═════ Material supplied ═════

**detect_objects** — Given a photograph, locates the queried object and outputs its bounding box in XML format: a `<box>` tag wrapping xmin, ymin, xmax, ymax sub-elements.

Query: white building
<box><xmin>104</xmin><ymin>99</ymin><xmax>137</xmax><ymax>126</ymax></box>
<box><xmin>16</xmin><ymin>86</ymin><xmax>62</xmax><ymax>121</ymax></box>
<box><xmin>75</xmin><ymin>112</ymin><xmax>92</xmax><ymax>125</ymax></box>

═════
═════ Material supplied ═════

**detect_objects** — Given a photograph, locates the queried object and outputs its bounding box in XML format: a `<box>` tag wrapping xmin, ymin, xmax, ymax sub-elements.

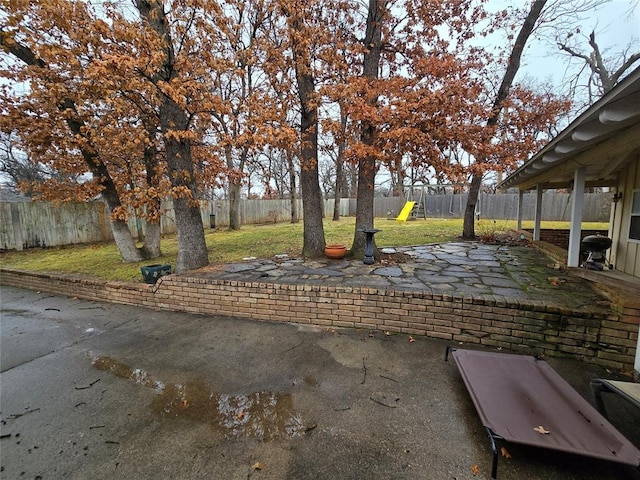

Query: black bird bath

═════

**Aim**
Report every line in the rows above that contains the string "Query", copying each one in full.

**Exercise answer**
Query: white building
Query: black bird bath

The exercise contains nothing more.